* Article *
# Making a Home Theatre, need AVR / Speaker advice



## woj027 (Sep 3, 2007)

Hey all,

I'm looking for some advice on getting my first home theater up and running.

I have 2010 - 60 inch Sony LCD (not 3D), and no receiver or speakers to really enjoy the viewing experience.

The room is in the basement of an older home, 7ft ceilings, and the space where the TV is being watched/listened to is 10ft wide by 14ft deep. It's part of an open room that is 30ft wide by 14 feet deep (make sense?) It's in the middle of that room as well, but that other space is play space for the kids or where you enter from the upstairs.. 

So here are my wants.

Receiver
1. 2 sound zones (1 Home theater 2. speakers in kitchen and patio)
2. Networked? not necessary since the TV has its cool gadgets.
3. ??

I've been shopping around at a specialty store and was shown the Integra 20.2 for $600

Speakers
1. Quality Center channel
2 Quality Front L/R
3 Ceiling instert Rears
4 Sub - nothing special.

I've seen speakers at $400/pair for front $400 Center and $200-300/pair rear-ceiling inserts.

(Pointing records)
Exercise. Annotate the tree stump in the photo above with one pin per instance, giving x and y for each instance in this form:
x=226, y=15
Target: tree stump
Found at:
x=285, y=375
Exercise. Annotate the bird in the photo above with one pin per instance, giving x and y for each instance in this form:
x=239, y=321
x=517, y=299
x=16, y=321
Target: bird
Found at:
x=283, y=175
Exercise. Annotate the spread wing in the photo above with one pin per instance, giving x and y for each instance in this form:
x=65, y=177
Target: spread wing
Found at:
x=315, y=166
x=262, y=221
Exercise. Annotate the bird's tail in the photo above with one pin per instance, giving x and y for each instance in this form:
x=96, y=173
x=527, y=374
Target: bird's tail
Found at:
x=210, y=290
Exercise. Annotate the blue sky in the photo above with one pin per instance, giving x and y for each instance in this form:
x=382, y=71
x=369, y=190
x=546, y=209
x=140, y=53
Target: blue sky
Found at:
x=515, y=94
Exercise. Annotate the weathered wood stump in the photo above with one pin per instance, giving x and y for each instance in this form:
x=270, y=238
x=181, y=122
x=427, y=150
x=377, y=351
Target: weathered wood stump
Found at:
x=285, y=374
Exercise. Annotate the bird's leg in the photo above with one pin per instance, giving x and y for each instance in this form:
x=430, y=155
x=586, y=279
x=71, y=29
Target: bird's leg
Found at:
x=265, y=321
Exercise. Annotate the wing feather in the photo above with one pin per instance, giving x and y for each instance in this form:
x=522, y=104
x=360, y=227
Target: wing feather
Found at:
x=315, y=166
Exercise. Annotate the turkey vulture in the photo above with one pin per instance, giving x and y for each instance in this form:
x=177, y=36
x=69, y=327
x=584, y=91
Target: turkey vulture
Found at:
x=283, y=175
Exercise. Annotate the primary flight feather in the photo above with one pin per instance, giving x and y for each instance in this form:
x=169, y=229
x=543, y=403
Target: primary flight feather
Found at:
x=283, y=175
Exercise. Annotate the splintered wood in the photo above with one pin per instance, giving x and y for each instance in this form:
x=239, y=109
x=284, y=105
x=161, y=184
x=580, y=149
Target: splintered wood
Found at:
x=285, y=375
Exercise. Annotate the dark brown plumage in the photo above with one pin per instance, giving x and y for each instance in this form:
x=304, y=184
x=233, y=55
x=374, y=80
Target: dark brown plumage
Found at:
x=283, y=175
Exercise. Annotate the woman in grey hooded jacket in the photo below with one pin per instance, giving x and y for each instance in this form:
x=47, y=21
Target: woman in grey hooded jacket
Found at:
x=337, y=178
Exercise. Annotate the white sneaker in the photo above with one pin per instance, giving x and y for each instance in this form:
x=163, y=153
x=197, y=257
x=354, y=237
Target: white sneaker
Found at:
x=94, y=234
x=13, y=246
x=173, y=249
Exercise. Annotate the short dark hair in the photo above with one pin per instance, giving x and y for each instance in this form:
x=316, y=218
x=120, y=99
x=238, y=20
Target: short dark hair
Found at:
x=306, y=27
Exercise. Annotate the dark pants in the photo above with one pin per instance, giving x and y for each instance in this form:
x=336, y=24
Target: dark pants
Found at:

...

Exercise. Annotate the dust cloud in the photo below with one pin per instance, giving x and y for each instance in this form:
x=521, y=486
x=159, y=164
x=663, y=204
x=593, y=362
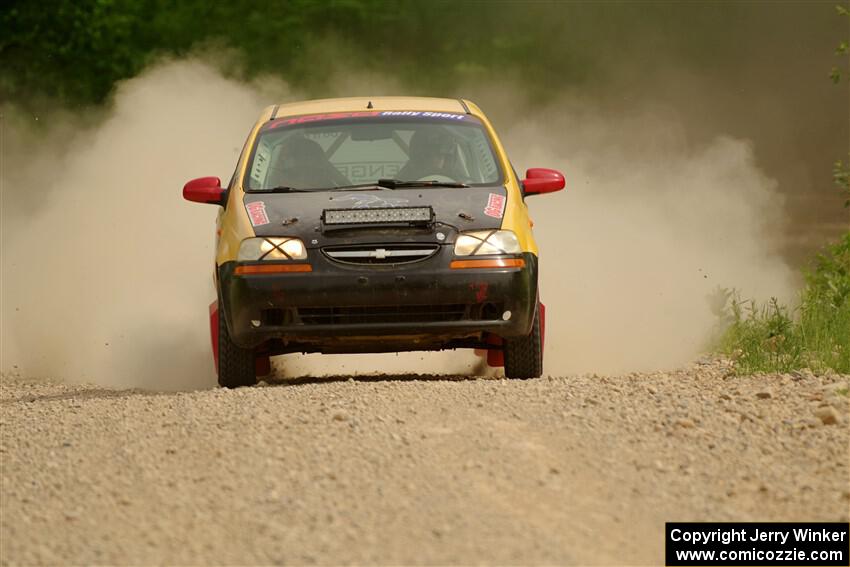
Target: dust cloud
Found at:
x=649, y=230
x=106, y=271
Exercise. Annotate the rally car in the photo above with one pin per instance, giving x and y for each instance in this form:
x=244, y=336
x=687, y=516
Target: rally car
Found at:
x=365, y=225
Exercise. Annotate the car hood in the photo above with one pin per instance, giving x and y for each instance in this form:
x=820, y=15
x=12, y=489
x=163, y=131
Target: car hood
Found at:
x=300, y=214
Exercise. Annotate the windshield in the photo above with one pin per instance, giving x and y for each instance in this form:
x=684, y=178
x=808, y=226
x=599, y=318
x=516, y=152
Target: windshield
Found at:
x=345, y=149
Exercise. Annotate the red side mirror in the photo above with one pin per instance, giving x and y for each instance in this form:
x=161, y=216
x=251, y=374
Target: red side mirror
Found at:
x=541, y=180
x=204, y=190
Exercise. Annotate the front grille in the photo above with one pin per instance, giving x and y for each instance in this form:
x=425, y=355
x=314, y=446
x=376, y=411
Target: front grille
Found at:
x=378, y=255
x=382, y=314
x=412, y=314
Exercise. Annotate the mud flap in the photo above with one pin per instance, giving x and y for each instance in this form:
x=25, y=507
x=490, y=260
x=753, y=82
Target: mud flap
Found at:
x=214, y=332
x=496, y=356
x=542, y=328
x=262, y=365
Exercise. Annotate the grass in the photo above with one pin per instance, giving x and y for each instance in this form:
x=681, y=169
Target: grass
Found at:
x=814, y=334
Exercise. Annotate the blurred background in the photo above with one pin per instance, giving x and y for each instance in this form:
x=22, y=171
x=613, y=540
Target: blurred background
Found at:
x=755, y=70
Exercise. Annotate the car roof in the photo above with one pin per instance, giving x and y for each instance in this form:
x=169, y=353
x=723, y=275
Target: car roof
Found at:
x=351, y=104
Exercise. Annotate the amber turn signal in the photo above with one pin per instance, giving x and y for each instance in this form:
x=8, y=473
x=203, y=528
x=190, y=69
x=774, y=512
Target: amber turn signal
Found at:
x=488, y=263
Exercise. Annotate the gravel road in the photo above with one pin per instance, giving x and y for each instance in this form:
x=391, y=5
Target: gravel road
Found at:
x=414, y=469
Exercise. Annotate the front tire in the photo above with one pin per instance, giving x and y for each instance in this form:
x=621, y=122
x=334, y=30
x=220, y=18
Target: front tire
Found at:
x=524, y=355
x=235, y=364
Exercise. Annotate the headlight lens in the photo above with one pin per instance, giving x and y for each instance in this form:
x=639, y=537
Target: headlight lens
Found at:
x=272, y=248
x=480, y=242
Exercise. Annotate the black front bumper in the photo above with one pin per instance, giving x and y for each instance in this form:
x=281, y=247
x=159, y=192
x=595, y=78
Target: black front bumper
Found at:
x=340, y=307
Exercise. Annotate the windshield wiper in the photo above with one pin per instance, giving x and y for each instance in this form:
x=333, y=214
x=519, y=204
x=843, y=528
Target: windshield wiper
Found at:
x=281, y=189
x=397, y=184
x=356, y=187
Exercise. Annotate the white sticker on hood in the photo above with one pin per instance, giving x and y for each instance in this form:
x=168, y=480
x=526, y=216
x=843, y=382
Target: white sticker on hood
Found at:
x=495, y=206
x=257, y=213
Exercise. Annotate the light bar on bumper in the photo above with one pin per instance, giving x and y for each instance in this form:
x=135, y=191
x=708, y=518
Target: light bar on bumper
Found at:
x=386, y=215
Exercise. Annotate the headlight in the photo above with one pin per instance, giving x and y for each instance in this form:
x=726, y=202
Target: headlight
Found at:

* Things to do *
1. In the home theater post, condense the paragraph beginning "The room is in the basement" into a short bulleted list that keeps its main facts.
2. Write the next part of the home theater post, picking up after its final sentence.
The pointing records have no connection to the home theater post.

* Outputs *
1.
- Basement of an older home with 7 ft ceilings
- Viewing and listening area is 10 ft wide by 14 ft deep
- Sits in the middle of an open room 30 ft wide by 14 ft deep
- The rest of that room is the kids' play space and the entry from upstairs

2.
So with that math my cost is around $1700. I have a budget of $1500-2000 (depends on the mood my wife is in)

Any one have any suggestions for specific receivers, or speakers, or even places to shop?


----------



## Cholly (Mar 22, 2004)

You might want to check out FRED'S SOUND OF MUSIC, 3760 SE HAWTHORNE BLVD. They carry a wide variety of brands, and perhaps can give you some suggestions. Their web site is http://www.fredsoundofmusic.com/#

I have no knowledge about Fred's - I simply looked for a Paradigm dealer in Portland and the name came up.


----------



## woj027 (Sep 3, 2007)

Cholly, Thanks.

I plan on visiting Fred's tomorrow. I know exactly where they are.

Hopefully they have some good stuff for a reasonable price.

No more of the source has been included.